### Фрагмент страницы
Нельзя сказать, что критики были единодушны. Некоторые высказывали сомнения, можно ли Гарсиа Маркеса называть великим писателем (уже называли), а «Сто лет одиночества» — бессмертным шедевром. Американский критик Джозеф Эпстайн в «Комментэри» превозносит композиционное мастерство романиста, однако находит, что «его безудержная виртуозность приедается». «Вне политики, — отметил Эпстайн, — рассказы и романы Гарсиа Маркеса не имеют нравственного стержня; они не существуют в нравственной вселенной». И всё же — «Его книги озарены искромётной иронией и верой в то, что человеческие ценности нетленны, — отмечает Джордж Р. Макмарри в монографии „Габриель Гарсиа Маркес“. — В своём творчестве Гарсиа Маркес проник в суть не только латиноамериканца, но и любого другого человека».
— Но политика в жизни Габо играла всё более важную роль, — говорила Минерва Мирабаль. — Никогда он не был лакеем Фиделя, это чушь! Он всё время бился за освобождение политзаключённых! Я сама была свидетельницей, как на приёме в Гаване в честь премьер-министра Ямайки Мэнли Фидель подошёл к Габо и сказал: «Ладно, можешь забирать своего Рейноля». А Рейноля Гонсалеса обвиняли в заговоре с целью убийства Фиделя из базуки, а также в уже совершённых убийствах, взрывах… Притом все обвинения он признал. Маркес беседовал с ним в тюрьме, когда собирал материал для очерков. Жена Рейноля пришла к Габо в гостиницу, умоляла спасти мужа. Маркес много раз просил Фиделя, тот обещал, но ссылался на своих коллег из Госсовета, которые были против помилования. И вот, наконец, — добился, я видела, как счастлив был Габо!
В июле 1978 года в доме у Маркеса на улице Огня, 144, в Мехико побывал корреспондент АПН Владимир Травкин:
«Открылась тяжёлая деревянная дверь в стене, сложенной из грубо отёсанного камня, на пороге стоял человек средних лет, одетый в тёмно-синий комбинезон, какие носили испанские республиканцы в годы войны против Франко, а сейчас носят автомобильные механики… Хозяин сразу перешёл на „ты“. Это принято в Мексике, да и в других странах Латинской Америки, особенно среди интеллигенции.
„— Я должен тебе признаться, — говорит автор „Ста лет одиночества“, — что очень не люблю давать интервью. Поэтому давай просто поговорим, а ты потом напечатаешь всё, что сочтёшь нужным“.

### Суть задания
Верните дословно часть отрывка о Гарсиа Маркесе, начиная со слов «В июле 1978» и заканчивая словами «особенно среди интеллигенции.» включительно.

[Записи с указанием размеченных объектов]

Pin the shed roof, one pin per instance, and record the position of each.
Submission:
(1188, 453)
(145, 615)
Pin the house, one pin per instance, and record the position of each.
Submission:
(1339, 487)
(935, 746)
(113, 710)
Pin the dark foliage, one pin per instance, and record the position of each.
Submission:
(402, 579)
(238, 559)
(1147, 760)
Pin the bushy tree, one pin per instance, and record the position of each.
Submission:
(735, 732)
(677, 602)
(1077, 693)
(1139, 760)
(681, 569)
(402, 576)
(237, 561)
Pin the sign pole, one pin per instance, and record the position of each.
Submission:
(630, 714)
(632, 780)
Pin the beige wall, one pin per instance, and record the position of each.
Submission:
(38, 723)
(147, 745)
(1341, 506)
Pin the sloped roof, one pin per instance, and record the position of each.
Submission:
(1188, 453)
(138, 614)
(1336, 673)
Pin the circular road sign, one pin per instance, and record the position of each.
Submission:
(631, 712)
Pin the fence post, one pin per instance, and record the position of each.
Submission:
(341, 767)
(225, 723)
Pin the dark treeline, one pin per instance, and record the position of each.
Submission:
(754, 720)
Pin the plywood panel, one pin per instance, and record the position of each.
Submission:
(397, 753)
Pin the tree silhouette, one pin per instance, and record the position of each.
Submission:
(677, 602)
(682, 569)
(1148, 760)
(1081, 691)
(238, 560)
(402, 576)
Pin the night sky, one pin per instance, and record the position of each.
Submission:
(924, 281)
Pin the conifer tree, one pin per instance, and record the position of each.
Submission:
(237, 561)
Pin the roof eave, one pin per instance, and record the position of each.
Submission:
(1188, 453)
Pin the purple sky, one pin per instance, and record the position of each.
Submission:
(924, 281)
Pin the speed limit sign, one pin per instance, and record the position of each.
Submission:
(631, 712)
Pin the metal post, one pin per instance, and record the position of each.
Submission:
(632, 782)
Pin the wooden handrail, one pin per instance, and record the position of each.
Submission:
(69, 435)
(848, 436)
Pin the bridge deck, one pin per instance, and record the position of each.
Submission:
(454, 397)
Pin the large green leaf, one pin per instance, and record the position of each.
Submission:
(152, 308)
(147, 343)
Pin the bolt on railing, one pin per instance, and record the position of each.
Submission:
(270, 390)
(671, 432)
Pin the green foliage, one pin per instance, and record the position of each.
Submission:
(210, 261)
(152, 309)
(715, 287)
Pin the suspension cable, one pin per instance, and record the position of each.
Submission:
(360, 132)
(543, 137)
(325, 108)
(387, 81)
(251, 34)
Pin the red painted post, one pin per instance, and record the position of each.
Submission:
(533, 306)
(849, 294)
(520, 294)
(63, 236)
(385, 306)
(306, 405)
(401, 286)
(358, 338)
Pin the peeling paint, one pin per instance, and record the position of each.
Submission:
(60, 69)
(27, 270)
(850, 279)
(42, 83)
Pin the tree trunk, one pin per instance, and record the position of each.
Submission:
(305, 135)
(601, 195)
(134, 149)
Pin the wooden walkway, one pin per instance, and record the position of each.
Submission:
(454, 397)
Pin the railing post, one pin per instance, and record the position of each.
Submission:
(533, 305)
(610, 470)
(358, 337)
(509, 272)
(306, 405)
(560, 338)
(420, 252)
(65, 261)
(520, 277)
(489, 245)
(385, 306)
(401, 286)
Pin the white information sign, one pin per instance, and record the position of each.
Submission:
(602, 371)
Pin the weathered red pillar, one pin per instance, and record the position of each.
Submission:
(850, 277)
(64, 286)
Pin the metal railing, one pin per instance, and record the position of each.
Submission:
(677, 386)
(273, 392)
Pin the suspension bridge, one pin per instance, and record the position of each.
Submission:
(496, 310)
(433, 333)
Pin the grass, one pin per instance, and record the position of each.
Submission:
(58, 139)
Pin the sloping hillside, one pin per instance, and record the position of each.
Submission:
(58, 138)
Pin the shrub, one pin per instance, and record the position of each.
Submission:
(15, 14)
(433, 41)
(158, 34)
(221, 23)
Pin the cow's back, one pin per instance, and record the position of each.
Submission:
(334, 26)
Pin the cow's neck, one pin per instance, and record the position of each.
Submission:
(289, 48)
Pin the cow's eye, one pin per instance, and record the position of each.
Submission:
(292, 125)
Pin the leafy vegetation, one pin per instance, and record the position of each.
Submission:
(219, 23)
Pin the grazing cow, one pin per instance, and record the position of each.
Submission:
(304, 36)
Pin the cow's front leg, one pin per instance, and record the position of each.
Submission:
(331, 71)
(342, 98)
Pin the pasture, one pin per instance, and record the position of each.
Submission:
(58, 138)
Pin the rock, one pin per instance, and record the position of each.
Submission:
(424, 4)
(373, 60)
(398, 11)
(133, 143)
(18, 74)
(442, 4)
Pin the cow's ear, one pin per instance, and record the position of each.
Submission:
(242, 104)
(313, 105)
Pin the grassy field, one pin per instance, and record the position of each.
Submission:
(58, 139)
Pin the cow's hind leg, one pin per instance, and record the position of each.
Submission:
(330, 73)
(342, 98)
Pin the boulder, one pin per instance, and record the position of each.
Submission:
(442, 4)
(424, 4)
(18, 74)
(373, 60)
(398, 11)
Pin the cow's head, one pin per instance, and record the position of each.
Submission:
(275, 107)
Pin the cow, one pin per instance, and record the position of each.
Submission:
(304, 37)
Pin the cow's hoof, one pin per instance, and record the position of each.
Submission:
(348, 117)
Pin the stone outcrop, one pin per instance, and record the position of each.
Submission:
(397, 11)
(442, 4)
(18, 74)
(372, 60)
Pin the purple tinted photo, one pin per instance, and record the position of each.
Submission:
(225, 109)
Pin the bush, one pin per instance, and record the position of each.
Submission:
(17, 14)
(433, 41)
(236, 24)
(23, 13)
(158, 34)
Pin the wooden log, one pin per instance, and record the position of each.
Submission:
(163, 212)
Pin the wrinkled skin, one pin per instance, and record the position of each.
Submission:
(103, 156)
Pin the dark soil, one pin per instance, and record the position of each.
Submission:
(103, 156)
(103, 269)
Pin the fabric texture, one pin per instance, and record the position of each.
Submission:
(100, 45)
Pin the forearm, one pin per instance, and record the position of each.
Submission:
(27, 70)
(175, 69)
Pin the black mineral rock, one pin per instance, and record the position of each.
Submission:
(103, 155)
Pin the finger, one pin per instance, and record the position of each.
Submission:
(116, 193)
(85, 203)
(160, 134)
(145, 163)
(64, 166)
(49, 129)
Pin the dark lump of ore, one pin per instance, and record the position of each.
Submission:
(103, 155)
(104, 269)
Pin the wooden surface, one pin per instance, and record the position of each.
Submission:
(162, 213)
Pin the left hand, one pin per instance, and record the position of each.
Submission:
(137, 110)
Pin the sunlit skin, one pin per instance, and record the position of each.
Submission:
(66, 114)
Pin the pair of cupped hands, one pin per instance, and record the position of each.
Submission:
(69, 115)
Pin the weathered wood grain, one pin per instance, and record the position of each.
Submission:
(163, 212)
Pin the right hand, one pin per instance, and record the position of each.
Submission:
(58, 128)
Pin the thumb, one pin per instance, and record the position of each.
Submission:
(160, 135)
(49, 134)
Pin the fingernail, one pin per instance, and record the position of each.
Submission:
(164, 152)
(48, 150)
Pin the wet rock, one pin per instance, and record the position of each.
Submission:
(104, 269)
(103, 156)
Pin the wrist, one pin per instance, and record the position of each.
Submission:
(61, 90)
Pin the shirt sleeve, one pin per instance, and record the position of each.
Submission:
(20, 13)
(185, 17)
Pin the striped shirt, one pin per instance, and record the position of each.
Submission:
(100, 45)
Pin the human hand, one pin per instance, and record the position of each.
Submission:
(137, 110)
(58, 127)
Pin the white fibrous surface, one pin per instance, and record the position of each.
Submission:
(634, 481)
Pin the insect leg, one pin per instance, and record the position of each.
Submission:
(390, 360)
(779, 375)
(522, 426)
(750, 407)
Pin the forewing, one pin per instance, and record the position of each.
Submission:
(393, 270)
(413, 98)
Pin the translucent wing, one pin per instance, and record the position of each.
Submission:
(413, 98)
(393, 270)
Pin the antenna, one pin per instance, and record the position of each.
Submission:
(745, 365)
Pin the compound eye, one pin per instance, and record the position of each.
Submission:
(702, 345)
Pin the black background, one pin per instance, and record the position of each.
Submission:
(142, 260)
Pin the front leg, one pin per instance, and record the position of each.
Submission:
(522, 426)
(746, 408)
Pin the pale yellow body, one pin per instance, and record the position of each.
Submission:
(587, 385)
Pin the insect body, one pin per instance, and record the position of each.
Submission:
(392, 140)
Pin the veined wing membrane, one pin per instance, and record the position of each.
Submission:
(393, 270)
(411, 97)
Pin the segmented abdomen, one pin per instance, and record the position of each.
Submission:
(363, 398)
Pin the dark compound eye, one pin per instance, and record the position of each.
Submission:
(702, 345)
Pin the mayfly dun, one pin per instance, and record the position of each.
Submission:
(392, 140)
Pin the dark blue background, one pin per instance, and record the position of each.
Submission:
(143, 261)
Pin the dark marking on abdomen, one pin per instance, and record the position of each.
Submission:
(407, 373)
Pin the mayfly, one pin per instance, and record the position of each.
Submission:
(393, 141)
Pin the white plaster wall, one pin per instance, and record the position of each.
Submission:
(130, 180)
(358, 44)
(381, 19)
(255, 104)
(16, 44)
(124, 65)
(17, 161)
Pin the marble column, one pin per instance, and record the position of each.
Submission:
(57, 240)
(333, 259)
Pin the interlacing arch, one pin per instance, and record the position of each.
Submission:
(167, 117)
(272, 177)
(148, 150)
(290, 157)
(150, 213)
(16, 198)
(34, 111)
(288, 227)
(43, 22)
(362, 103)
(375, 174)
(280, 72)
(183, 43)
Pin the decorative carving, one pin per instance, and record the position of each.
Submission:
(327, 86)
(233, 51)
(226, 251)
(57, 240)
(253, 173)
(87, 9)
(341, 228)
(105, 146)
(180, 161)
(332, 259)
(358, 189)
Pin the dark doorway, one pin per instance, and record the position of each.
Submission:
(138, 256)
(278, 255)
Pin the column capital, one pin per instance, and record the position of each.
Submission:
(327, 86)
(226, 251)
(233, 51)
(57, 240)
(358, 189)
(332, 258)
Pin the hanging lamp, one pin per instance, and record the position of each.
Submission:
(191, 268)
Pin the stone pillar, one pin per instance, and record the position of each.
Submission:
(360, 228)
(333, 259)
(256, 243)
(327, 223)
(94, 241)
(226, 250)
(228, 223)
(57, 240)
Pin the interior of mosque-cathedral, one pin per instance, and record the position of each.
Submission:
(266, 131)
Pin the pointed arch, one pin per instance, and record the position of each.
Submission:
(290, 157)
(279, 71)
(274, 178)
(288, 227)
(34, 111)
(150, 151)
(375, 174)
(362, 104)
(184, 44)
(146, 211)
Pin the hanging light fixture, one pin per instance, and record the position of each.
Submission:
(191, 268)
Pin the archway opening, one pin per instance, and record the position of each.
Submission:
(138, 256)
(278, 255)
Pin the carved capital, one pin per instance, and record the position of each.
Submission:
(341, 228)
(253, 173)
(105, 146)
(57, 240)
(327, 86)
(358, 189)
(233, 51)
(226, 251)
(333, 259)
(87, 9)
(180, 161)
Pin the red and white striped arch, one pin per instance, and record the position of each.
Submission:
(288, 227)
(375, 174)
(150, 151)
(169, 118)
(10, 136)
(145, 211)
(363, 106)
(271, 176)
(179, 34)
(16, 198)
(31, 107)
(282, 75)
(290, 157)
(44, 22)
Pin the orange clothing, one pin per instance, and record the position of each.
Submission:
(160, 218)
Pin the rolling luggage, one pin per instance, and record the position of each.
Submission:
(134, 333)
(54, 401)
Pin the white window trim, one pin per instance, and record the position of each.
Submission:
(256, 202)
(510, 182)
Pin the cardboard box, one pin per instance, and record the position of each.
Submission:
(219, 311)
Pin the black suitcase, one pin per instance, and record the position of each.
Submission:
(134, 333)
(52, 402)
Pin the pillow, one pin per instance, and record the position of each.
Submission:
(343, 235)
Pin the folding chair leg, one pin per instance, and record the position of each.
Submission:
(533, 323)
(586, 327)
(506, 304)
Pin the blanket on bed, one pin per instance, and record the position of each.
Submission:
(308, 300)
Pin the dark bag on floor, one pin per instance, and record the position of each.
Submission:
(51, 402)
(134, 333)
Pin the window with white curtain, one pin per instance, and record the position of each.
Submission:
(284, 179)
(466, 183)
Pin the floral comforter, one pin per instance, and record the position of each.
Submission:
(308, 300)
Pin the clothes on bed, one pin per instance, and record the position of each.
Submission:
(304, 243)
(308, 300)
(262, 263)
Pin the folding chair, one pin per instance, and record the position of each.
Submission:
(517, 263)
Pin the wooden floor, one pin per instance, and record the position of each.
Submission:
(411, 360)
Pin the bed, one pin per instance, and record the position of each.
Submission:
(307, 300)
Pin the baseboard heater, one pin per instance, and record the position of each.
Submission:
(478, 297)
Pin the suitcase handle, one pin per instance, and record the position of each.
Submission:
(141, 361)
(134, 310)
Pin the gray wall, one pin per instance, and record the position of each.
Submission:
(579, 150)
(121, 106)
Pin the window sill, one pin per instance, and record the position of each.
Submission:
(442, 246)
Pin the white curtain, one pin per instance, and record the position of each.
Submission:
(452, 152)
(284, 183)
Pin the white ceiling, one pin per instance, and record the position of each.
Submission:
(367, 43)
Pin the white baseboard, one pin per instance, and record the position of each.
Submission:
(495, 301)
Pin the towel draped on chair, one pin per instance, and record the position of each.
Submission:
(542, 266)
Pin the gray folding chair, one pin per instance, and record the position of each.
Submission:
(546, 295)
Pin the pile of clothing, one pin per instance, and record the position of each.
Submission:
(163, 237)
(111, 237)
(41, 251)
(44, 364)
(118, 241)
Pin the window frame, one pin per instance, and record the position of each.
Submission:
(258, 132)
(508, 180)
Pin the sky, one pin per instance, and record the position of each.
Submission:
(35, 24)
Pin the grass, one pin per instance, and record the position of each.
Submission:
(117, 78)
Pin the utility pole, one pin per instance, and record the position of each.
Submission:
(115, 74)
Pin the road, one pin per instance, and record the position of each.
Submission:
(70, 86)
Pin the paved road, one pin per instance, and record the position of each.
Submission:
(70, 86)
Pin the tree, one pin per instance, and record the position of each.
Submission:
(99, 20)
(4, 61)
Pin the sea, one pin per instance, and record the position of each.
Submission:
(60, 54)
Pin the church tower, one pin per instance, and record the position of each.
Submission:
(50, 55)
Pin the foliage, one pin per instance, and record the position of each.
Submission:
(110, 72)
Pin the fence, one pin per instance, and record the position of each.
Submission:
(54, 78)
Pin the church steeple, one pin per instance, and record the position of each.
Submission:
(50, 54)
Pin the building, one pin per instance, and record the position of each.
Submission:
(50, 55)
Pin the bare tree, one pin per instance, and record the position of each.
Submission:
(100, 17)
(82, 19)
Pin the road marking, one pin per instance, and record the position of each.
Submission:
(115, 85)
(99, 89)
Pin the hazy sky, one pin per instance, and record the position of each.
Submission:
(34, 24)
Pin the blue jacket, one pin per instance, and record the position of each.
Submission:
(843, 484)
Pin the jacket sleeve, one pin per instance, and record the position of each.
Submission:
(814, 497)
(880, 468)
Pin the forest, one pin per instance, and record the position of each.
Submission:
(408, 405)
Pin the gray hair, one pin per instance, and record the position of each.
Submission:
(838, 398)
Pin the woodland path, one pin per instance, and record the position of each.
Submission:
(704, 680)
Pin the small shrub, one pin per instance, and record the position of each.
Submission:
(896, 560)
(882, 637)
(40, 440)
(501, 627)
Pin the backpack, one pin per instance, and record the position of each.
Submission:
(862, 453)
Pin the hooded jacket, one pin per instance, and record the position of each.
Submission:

### Ответ к заданию
В июле 1978 года в доме у Маркеса на улице Огня, 144, в Мехико побывал корреспондент АПН Владимир Травкин:
«Открылась тяжёлая деревянная дверь в стене, сложенной из грубо отёсанного камня, на пороге стоял человек средних лет, одетый в тёмно-синий комбинезон, какие носили испанские республиканцы в годы войны против Франко, а сейчас носят автомобильные механики… Хозяин сразу перешёл на „ты“. Это принято в Мексике, да и в других странах Латинской Америки, особенно среди интеллигенции.